Brief 1 →
Answer these questions about the cutting board thread, one per line:
(a) How many pieces make up the board?
(b) Which three woods went into it?
(c) What does Lefty say he runs?

Extract to read →
● ● ●

# Pacman endgrain cutting board - 660 pieces



## johnstoc

Have been wanting to do one of these for a while, finally made it happen! Pacman scene in 660 pieces. Text was inspired by a card my girlfriend got me which cracked me up.

Maple, walnut, and cherry. Finished dimensions ~16"X22"X2". There are a few people on Etsy that sell similar boards for ~$150, I have no idea how these guys make any money. I spent $100 on lumber and have at least 15 hours into it. Granted, you could get cheaper lumber if you shop around and have access to a planer and jointer, and could crank subsequent ones out faster. But still...


----------



## rick_english

Very cool....


----------



## mkriggen

Very nicely done, and very cool reference for the caption:thumbsup:.



> I have no idea how these guys make any money


Easy answer...they don't. From a market standpoint, once you include time spent, very few craftsmen make anything close to a profit. Most just hope to make enough to cover materials for the next project.

Be well,
Mikey


----------



## Godslayer

I am legitimately impressed, maybe this summer I should copy you and make my project a cutting board. P.S. that's epic, I love the details in the wording and choices of lumber, really top notch stuff.


----------



## Zwiefel

Love it. Nicely done.


----------



## Mrmnms

I'm a little slow. My daughter had to explain that she thought I was an omnomnomnivore . Then she show me the t shirt image again. Cool board, great patience .


----------



## icanhaschzbrgr

Thats an awesome board! However with just 6 more pieces you could make a DEVIL AWESOME board


----------



## WildBoar

That is very cool -- nice work! Next projects -- Space Invaders and Frogger!


----------



## Dave Martell

Nice job Chris


----------



## toddnmd

Very nice work--thanks for sharing.


----------



## johnstoc

If anyone decides to tackle a similar project, there is some good info here. This helped me out a bit, tips on what to do and also what not to do.

http://m.imgur.com/a/3TEI6


----------



## Lefty

mkriggen said:


> Very nicely done, and very cool reference for the caption:thumbsup:.
> 
> 
> Easy answer...they don't. From a market standpoint, once you include time spent, very few craftsmen make anything close to a profit. Most just hope to make enough to cover materials for the next project.
> 
> Be well,
> Mikey



Mikey nailed it. I often tell people that I run the worst business in the world, because all I do is make a piece or two to keep the lights on, and buy a coffee. This is all for the love of the game. 

The board looks amazing, by the way!


----------

● ● ●

Brief 2 → Please express the part of the records that opens with the line containing "input: cabinet handle | mode: detection" and closes with the line containing "[260,99,339,105]" as a JSON list of strings, one string per line, with both of those lines included and blank lines left out.

Exercise material →

● ● ●

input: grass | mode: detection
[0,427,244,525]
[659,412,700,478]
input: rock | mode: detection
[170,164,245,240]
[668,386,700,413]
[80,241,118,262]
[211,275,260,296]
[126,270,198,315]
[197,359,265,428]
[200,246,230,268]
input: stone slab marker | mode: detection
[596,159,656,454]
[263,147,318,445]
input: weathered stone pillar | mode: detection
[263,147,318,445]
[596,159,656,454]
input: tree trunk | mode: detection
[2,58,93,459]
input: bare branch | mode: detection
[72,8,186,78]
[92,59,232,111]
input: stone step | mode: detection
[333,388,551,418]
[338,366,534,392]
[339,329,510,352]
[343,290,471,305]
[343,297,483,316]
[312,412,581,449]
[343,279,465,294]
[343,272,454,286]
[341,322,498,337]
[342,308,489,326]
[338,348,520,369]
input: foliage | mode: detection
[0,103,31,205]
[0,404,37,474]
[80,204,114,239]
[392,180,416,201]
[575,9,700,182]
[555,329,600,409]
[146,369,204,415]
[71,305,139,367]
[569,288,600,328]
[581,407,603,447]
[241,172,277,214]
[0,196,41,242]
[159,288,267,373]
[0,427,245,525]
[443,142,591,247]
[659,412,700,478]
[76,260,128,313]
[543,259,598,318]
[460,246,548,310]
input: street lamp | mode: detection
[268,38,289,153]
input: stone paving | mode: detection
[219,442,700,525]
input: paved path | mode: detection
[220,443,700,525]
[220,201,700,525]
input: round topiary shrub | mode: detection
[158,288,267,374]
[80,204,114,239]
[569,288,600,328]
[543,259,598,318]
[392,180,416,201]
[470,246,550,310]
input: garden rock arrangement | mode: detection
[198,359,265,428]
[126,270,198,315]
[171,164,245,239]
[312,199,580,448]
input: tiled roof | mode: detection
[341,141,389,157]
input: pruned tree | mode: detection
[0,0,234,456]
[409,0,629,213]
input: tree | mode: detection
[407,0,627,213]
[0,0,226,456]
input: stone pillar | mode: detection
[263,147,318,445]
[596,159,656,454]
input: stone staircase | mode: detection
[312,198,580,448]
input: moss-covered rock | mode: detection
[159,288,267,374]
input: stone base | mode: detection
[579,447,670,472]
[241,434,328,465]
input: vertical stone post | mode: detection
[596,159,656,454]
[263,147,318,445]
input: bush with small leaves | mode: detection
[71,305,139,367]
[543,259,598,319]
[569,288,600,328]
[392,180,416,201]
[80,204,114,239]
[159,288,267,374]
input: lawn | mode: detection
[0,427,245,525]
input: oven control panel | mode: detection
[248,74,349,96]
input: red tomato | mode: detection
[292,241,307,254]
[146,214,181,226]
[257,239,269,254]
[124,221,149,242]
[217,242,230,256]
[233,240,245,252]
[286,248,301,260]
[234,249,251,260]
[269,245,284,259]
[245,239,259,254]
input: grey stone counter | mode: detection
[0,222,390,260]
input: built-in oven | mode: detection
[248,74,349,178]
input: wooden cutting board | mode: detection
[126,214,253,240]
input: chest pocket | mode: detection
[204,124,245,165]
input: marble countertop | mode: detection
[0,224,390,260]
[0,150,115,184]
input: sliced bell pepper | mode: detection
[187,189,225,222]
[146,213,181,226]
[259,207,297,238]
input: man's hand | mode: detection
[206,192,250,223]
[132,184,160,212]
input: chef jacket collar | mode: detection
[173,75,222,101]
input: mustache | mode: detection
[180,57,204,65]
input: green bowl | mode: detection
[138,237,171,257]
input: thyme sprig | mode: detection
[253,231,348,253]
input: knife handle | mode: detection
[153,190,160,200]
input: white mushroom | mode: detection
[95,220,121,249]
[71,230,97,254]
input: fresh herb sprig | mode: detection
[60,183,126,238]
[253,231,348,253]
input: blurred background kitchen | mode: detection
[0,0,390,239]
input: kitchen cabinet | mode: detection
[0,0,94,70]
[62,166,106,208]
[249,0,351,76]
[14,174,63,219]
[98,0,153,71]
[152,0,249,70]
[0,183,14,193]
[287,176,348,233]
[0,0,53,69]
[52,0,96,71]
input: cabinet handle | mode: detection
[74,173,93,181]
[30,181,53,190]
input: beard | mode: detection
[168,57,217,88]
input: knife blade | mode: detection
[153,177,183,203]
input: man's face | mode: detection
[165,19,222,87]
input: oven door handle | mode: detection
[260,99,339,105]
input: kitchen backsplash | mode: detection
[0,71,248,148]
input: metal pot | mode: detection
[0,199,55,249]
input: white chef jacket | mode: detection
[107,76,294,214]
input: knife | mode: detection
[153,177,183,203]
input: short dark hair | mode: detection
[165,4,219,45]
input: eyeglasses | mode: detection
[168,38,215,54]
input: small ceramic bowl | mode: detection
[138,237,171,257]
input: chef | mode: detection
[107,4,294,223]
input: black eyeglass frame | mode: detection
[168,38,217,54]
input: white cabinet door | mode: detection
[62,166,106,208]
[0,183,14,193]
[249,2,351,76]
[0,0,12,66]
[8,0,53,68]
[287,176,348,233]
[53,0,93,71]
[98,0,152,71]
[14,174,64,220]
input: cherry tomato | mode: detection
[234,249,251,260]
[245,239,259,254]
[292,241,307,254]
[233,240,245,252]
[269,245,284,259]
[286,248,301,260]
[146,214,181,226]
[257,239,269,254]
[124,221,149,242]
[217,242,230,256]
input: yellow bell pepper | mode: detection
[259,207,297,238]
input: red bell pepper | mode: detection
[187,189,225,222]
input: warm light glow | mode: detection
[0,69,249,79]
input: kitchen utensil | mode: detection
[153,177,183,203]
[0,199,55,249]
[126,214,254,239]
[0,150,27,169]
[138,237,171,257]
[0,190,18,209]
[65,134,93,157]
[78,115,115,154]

● ● ●

Written reply 1 →
(a) 660
(b) Maple, walnut, and cherry
(c) The worst business in the world

Written reply 2 →
[
  "input: cabinet handle | mode: detection",
  "[74,173,93,181]",
  "[30,181,53,190]",
  "input: beard | mode: detection",
  "[168,57,217,88]",
  "input: knife blade | mode: detection",
  "[153,177,183,203]",
  "input: man's face | mode: detection",
  "[165,19,222,87]",
  "input: oven door handle | mode: detection",
  "[260,99,339,105]"
]